- Source text
The CR Group later came together and offered to pay landlords around 20% of rentals for April. This counter offer was in response to the PI Group’s initial proposal of a rental discount of 35% to major clothing retailers for the month.
With the discount now increasing to 70%, the landlord alliance will be hoping to finalise a deal before the end of April, as many clothing retail giants have yet to pay and are anchor tenants in South Africa’s malls and city centre properties.
Meanwhile, the PI Group reiterated in its statement on Tuesday that while its new guidelines aimed to offer greater relief to all affected retailers, the hardest-hit small, medium and micro enterprise (SMME) retailers will be prioritised.
“To sustain retail tenants during the lockdown, the property industry’s assistance guidelines offer relief for all affected retailers, regardless of size. SMME retailers, however, are the focus of the initiative,” it said.
“The PI Group proposes that small and micro retailers are given rental discounts of up to 100% for April, with further substantial rental discounts and interest-free rental deferrals for May and June respectively,” it added.
As part of its wider relief guidelines, the group said it has increased the extent of assistance, introduced more retailer categories, provided additional options for some retailers and extended the benefits from two months to three months – April, May and June 2020.
“The retail tenant assistance and relief guidelines exclude office, logistics, warehousing, industrial, healthcare, hospitality and other tenants,” the PI Group said.
“These tenants should discuss their specific situations directly with their landlords, who will consider them on a case-by-case basis without reference to the retail tenant assistance and relief guidelines.
“Adding to its far-reaching relief impacts, the PI Group is committed to continuing paying its suppliers in full, including cleaning and security providers, and taking on the increased cost of enhanced hygiene to protect against the spread of Covid-19. This is helping to preserve thousands of jobs nationwide,” it added.

- Records provided
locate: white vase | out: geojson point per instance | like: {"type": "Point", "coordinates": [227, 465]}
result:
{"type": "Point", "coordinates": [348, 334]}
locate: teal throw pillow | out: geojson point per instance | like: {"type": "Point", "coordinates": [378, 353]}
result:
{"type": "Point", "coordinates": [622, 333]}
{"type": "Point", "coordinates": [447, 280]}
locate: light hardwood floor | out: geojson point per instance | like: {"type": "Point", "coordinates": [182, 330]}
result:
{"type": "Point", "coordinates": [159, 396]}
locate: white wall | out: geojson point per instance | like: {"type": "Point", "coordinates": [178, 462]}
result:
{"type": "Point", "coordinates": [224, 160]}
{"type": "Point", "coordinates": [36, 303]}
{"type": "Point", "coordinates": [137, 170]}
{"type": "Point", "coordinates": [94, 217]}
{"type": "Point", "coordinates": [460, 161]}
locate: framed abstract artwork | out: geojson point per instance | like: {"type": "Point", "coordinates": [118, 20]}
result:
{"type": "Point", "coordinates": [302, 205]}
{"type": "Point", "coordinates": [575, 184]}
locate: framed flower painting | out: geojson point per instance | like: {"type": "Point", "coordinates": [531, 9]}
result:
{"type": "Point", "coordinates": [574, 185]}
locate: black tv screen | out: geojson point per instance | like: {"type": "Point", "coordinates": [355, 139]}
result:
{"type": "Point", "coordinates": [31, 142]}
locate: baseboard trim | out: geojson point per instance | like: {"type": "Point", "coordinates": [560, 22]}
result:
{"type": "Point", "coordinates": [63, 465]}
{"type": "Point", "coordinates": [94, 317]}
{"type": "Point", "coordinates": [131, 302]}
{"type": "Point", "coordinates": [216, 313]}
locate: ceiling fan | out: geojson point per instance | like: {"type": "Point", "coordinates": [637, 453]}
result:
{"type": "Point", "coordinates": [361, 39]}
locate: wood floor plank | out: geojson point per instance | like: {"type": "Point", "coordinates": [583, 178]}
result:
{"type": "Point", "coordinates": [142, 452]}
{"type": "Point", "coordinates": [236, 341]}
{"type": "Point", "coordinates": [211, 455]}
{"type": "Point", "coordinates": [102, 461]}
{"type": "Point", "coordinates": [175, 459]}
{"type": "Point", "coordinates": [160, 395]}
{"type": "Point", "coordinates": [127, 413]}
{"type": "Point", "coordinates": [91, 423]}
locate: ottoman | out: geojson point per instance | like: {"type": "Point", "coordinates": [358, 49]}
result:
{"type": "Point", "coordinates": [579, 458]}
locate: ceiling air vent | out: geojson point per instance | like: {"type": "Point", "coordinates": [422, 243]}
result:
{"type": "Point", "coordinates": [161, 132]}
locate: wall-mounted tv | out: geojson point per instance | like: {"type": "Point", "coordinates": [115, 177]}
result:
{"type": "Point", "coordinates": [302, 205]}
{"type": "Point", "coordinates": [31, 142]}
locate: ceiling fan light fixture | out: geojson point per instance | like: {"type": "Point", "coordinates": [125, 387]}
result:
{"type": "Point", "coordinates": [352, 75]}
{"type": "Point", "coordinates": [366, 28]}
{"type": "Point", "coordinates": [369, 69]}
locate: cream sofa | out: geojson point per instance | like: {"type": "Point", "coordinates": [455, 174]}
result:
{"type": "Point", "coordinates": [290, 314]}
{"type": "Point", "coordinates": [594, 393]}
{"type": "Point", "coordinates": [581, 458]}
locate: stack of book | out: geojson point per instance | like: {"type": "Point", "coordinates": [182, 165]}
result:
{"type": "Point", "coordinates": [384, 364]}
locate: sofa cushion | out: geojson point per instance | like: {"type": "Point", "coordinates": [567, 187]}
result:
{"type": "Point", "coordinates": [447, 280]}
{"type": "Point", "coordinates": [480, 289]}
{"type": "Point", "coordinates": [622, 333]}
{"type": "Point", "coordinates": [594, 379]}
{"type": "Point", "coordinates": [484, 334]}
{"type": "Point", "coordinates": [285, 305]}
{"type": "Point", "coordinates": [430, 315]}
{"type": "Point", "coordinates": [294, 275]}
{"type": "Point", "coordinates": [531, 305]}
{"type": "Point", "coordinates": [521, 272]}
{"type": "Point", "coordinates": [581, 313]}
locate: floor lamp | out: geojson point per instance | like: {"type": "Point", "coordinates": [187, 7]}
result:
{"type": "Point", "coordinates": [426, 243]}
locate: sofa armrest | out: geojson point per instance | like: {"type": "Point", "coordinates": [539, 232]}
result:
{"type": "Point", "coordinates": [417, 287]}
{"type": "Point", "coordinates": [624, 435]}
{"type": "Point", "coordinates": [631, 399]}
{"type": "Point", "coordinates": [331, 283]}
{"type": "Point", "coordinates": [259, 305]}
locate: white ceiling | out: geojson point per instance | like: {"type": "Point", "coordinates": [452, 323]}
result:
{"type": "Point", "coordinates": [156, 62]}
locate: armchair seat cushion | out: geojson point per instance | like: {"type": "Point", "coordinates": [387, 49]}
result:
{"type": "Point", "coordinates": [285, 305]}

- Instructions
1. Answer these questions from the rental relief article:
(a) About what share of April rentals did the CR Group offer to pay landlords?
(b) What rental discount for April does the PI Group propose for small and micro retailers?
(c) Which months do the extended benefits now cover?
2. Extend the rental relief article with a few more paragraphs, starting after its last sentence.
The entries play no part in the work on the rental relief article.

- Responses in order
1.
(a) Around 20%.
(b) Up to 100%.
(c) April, May and June 2020.

2.
“The PI Group is also paying its rates and taxes, which are vital in supporting the sustainability of municipalities countrywide and by extension supporting the grass level communities and households among which both property and retail sectors conduct business,” it noted.
The landlord alliance has also stipulated that as part of its assistance and relief guidelines, all tenants with accounts in good standing at 29 February 2020, will not be evicted during the lockdown period and will qualify for some form of assistance from participating landlords.
“Retailers would need to apply to their landlords directly for assistance. Each participating landlord can offer additional relief and support on a case-by-case basis at their discretion. However, the guideline for retail SMMEs is the minimum that qualifying retailers can expect from participating landlords,” it said.
De Klerk says the updated retailer assistance and relief guidelines will come at an enormous cost to the property industry, which faces its own “ominous” set of challenges.
“SA’s property sector has voluntarily committed to the relief guidelines even though it hasn’t received any sources of relief, and we’re shouldering our share of the pain,” he adds.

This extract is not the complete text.